Reproduce each record below exactly as written.

Material provided:
-- START --

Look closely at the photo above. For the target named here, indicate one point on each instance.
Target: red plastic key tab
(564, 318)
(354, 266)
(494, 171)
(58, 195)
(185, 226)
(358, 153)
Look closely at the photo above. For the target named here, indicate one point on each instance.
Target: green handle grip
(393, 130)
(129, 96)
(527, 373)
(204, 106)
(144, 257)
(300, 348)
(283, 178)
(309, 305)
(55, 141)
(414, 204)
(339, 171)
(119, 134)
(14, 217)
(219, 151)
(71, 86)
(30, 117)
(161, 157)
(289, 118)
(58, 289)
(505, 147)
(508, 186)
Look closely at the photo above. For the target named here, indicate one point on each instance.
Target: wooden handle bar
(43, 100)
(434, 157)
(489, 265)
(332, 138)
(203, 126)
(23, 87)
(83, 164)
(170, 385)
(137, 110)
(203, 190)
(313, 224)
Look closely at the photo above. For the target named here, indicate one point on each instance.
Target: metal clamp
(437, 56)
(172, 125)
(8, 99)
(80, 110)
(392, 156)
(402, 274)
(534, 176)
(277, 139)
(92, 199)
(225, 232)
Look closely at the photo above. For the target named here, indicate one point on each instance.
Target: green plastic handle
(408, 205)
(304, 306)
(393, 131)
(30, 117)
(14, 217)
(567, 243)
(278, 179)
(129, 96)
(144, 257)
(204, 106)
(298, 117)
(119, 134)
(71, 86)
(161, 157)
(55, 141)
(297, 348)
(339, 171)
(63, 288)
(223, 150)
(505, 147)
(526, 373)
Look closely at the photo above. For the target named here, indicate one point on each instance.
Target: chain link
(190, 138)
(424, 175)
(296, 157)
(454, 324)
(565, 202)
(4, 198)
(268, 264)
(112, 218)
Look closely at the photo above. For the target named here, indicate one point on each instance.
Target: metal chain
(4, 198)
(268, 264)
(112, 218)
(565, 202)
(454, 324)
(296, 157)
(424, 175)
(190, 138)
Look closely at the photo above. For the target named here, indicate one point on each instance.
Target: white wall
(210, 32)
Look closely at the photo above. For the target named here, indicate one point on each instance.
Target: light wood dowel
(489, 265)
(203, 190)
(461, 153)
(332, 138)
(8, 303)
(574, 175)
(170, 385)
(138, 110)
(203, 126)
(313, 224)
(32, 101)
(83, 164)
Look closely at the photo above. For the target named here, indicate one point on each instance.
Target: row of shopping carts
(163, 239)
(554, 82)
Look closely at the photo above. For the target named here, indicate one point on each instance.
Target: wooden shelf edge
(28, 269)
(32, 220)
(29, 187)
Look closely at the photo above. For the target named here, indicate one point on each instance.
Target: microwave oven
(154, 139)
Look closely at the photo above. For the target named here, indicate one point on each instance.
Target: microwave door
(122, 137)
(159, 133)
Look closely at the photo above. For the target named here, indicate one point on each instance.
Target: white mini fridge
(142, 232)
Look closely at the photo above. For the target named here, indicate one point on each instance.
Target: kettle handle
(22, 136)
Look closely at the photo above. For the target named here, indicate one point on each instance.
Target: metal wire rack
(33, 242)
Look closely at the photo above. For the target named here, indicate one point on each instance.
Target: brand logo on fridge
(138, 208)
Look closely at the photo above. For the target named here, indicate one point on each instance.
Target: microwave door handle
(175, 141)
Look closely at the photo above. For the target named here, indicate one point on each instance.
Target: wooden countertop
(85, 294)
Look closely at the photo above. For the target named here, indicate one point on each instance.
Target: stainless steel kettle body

-- END --

Solved exercise:
Look closely at the photo above. For the target named here, indicate one point on each instance.
Target: red plastic key tab
(564, 318)
(354, 266)
(494, 171)
(58, 195)
(185, 226)
(358, 153)
Look closely at the photo above. For the target named here, indicate one point on each instance.
Target: green handle grip
(393, 130)
(129, 96)
(527, 373)
(204, 106)
(144, 257)
(300, 348)
(283, 178)
(309, 305)
(55, 141)
(414, 204)
(339, 171)
(119, 134)
(14, 217)
(219, 151)
(71, 86)
(30, 117)
(161, 157)
(289, 118)
(58, 289)
(505, 147)
(508, 186)
Look closely at the photo above. For the target named here, indicate one point on each instance.
Target: wooden handle bar
(43, 100)
(434, 157)
(489, 265)
(332, 138)
(203, 126)
(23, 87)
(83, 164)
(170, 385)
(137, 110)
(203, 190)
(313, 224)
Look closely at the photo above. For the target named here, indicate one point on each instance.
Target: metal clamp
(437, 56)
(172, 125)
(8, 99)
(80, 110)
(392, 156)
(402, 274)
(534, 176)
(277, 139)
(92, 199)
(225, 232)
Look closely at the photo above. For the target named here, indicate one point on each instance.
Target: green plastic handle
(408, 205)
(304, 306)
(393, 131)
(30, 117)
(14, 217)
(567, 243)
(278, 179)
(129, 96)
(144, 257)
(204, 106)
(298, 117)
(119, 134)
(71, 86)
(161, 157)
(55, 141)
(297, 348)
(339, 171)
(63, 288)
(223, 150)
(505, 147)
(526, 373)
Look closely at the photo above. For the target named here, indicate one point on each instance.
Target: chain link
(190, 138)
(424, 175)
(296, 157)
(454, 324)
(565, 202)
(4, 198)
(268, 264)
(112, 218)
Look closely at the photo above. For the target named here, indicate one point on each instance.
Target: metal chain
(4, 198)
(268, 264)
(112, 218)
(565, 202)
(454, 324)
(296, 157)
(424, 175)
(190, 138)
Look closely at the photo above. For the target named here, indicate one point on each instance.
Target: white wall
(210, 32)
Look closely at the photo above. For the target named here, indicate one point on each instance.
Target: light wood dowel
(489, 265)
(203, 190)
(461, 153)
(332, 138)
(8, 303)
(574, 175)
(170, 385)
(138, 110)
(203, 126)
(313, 224)
(32, 101)
(83, 164)
Look closely at the photo above. For the target named here, indicate one point on each instance.
Target: row of shopping carts
(163, 239)
(554, 82)
Look closely at the photo above. For the target named here, indicate one point on each instance.
Target: wooden shelf edge
(28, 269)
(32, 220)
(29, 187)
Look closely at the photo above. For the target named here, indicate one point on each instance.
Target: microwave oven
(154, 139)
Look closely at the photo above. For the target named here, indicate one point on each instance.
Target: microwave door
(122, 137)
(159, 133)
Look closely at the photo above. For the target named here, indicate one point on each instance.
Target: white mini fridge
(142, 232)
Look closely at the photo above. For the target named here, indicate one point on each instance.
Target: kettle handle
(22, 136)
Look closely at the photo above. For the target named here, indicate one point on each instance.
Target: metal wire rack
(33, 242)
Look closely at the photo above. For the target named here, indicate one point on each instance.
Target: brand logo on fridge
(138, 208)
Look closely at the photo above. For the target named here, indicate one point on each instance.
Target: microwave door handle
(175, 141)
Look closely at the photo above. For the target named here, indicate one point on each instance.
Target: wooden countertop
(85, 294)
Look closely at the photo above. For the target named here, indicate one point on each instance.
Target: stainless steel kettle body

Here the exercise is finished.